## TASK TO CARRY OUT
Rewrite every line of the records below as a numbered list, skipping blank lines and leaving the pictures out.

━━ PROVIDED ENTRIES ━━

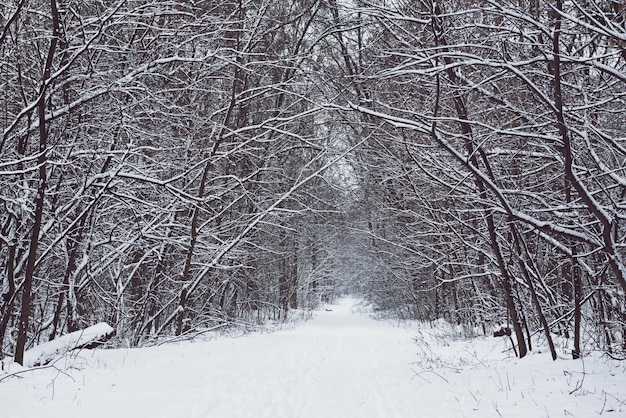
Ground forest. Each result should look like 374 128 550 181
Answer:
0 0 626 363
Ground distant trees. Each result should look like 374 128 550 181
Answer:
0 0 626 360
326 1 626 357
0 0 344 361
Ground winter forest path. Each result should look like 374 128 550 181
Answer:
0 299 445 418
0 298 626 418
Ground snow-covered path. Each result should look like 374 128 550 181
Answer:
0 299 424 418
0 299 626 418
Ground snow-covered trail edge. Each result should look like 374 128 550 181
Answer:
0 299 626 418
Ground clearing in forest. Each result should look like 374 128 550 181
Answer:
0 298 626 418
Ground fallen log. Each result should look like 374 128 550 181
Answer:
23 322 115 367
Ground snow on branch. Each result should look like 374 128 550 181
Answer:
23 322 115 367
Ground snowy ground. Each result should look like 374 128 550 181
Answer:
0 299 626 418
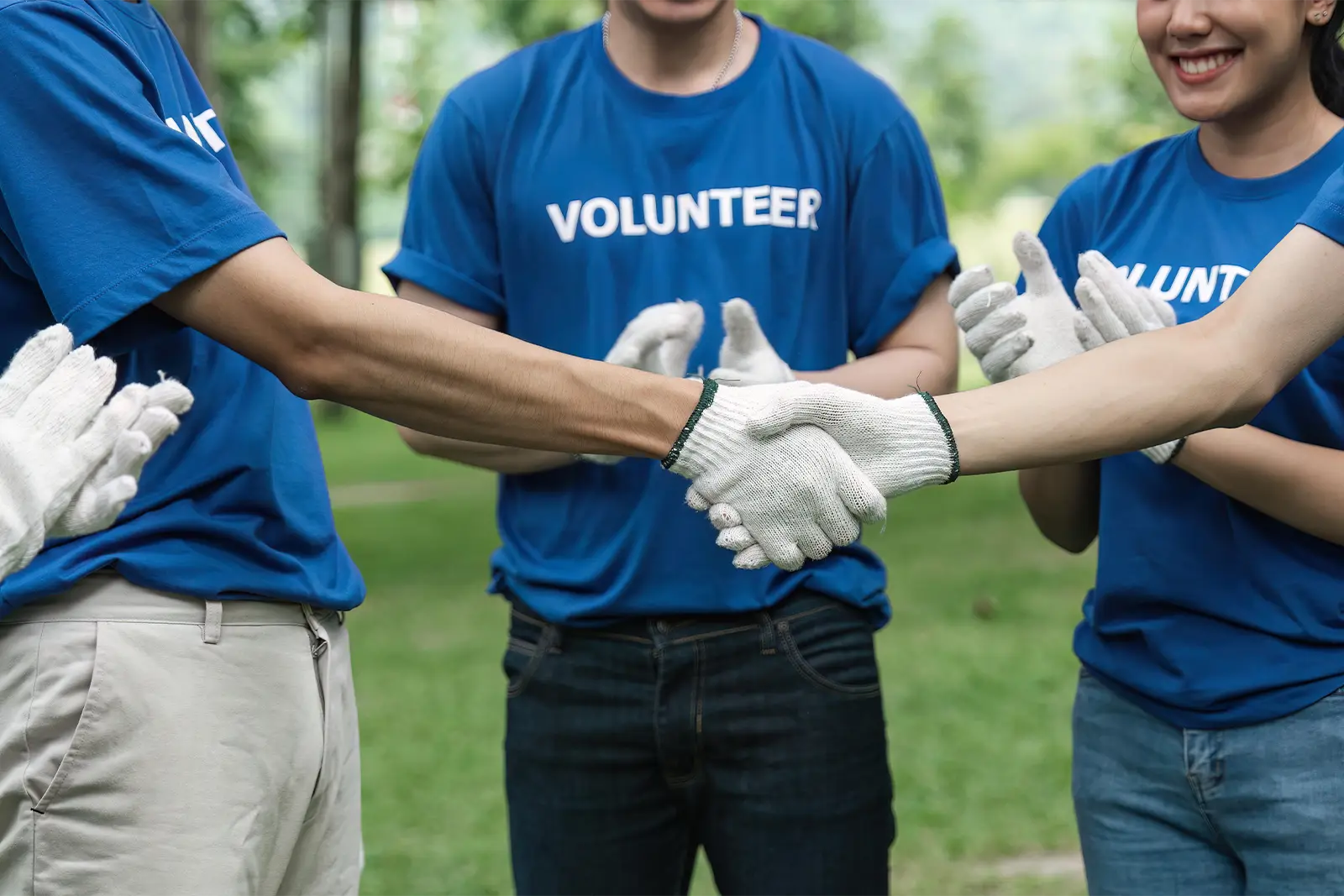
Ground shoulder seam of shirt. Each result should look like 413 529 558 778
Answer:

━━━

## OUTPUT FOR THIS EXERCISE
1. Ground forest. Each result should look like 374 128 550 181
2. Answer:
3. 0 0 626 363
4. Ground distant trees. Each result should look like 374 128 550 181
5. Answer:
6. 0 0 626 360
7. 326 1 626 357
8. 0 0 344 361
9. Ground winter forest path. Each result should look like 374 128 550 181
10. Answer:
11. 0 299 445 418
12. 0 298 626 418
13. Ground snow-covered path. Each result should look like 374 128 550 181
14. Answer:
15. 0 299 424 418
16. 0 299 626 418
17. Ground snow-covered trail edge. Each result should look like 374 128 550 181
18. Answer:
19. 0 299 626 418
20. Ground clearing in forest. Each result should look like 374 128 550 181
21. Answer:
22. 0 298 626 418
23. Ground fallen log. Each result should look like 374 128 550 181
24. Answer:
25. 23 322 115 367
26. Ground snow on branch. Each result should look like 374 128 550 181
27. Answer:
28. 23 322 115 367
29. Ground snowy ground. Each result should look like 374 128 550 181
30. Answer:
31. 0 299 626 418
32. Ground shoulder seam of shirt. Each result should look like 413 529 558 778
33. Answer:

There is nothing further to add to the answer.